Stage 2: Ranking Model
Deep neural network to score all candidates:
| Component | Architecture | Output |
|---|---|---|
| User encoder | Transformer for watch history (128-dim) + MLP for profile | 256-dim user embedding |
| Title encoder | BERT for text + ResNet for visuals + MLP for metadata | 256-dim title embedding |
| Interaction layer | Concatenate user + title + context, then Dense(256) -> ReLU -> Dropout -> Dense(128) -> ReLU -> Dense(1) -> Sigmoid | Watch probability (0-1) |
The model encodes user and title separately, concatenates with context features, and predicts the probability of watching.
Training
Training Data
Label definition:
- Positive (label=1): User watched the title
- Negative (label=0): User was shown the title but did not watch
Sample construction:
- For each user session, if the user watched a title, create a positive sample
- For all impressions (titles shown) that were not watched, create negative samples
- Include user ID, title ID, label, and session context for each sample
Loss Function
Binary cross-entropy with class weighting. Apply a positive weight (e.g., 5.0) to up-weight positive samples since watches are rarer than non-watches. This encourages the model to better learn the positive class.
Serving
Real-time Personalization
Homepage generation process:
- Fetch user state: Retrieve user features and recent activity
- Build rows by type:
- Continue Watching: In-progress content for the user
- Because You Watched X: For each of the last 3 watched titles, get and rank similar titles (top 20 per row)
- Trending Now: Trending titles ranked for this user (top 20)
- Top Picks for You: Personalized recommendations (top 20)

PARTS OF THE EXERCISE:
- 1) Answer these questions from the page text on the ranking model:
(a) What output does the interaction layer produce?
(b) What example value is given for the positive weight in the loss function?
(c) For how many of the last watched titles are "Because You Watched X" rows built?
- 2) Locate every line in the listing that contains the word "bouquet", and copy each of those lines.

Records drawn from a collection
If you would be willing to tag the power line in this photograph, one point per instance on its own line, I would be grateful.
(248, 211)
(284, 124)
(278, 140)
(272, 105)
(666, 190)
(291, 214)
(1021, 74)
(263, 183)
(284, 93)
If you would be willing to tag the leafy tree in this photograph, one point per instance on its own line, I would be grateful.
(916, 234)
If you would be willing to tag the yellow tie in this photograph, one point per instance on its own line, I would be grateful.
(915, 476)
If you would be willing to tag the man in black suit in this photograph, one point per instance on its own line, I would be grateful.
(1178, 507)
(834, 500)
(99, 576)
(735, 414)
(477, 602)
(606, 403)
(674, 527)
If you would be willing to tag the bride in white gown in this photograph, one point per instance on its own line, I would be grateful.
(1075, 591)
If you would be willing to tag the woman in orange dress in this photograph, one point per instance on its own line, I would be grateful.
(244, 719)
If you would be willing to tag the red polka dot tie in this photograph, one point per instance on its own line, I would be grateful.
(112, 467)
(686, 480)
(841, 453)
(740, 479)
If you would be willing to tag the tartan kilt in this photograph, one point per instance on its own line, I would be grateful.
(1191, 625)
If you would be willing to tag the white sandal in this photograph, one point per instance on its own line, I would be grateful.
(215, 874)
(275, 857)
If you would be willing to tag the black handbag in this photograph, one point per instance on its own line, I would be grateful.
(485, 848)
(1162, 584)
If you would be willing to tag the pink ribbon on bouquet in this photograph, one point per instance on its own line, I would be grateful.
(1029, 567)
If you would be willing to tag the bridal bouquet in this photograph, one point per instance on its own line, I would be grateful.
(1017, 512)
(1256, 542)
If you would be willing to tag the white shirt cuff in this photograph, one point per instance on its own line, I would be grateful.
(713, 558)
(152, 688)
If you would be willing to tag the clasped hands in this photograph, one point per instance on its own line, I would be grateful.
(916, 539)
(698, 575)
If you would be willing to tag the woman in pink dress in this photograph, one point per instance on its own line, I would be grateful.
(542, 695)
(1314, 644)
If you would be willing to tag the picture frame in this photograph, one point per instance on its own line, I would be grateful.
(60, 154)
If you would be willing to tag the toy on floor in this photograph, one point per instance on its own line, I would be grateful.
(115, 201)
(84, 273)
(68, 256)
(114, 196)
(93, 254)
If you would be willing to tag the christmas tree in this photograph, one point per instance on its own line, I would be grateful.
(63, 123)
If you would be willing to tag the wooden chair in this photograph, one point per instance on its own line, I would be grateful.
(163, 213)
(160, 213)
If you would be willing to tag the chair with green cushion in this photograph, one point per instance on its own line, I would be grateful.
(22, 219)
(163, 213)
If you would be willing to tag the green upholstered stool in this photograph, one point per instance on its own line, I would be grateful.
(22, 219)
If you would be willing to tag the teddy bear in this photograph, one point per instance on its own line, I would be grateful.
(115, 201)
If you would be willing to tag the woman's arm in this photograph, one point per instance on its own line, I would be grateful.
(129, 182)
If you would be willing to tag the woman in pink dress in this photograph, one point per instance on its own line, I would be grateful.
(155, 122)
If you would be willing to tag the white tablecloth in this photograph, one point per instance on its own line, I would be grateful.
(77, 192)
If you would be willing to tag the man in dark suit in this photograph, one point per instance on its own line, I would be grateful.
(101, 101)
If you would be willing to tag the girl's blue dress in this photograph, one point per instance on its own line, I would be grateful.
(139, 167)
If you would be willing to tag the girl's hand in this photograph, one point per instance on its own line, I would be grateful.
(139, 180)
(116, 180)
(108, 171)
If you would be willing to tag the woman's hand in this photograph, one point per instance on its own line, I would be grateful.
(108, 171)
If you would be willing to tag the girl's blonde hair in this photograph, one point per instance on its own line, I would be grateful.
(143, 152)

SOLUTIONS BELOW:
- 1)
(a) Watch probability (0-1)
(b) 5.0
(c) 3

- 2)
If you would be willing to tag the pink ribbon on bouquet in this photograph, one point per instance on its own line, I would be grateful.
If you would be willing to tag the bridal bouquet in this photograph, one point per instance on its own line, I would be grateful.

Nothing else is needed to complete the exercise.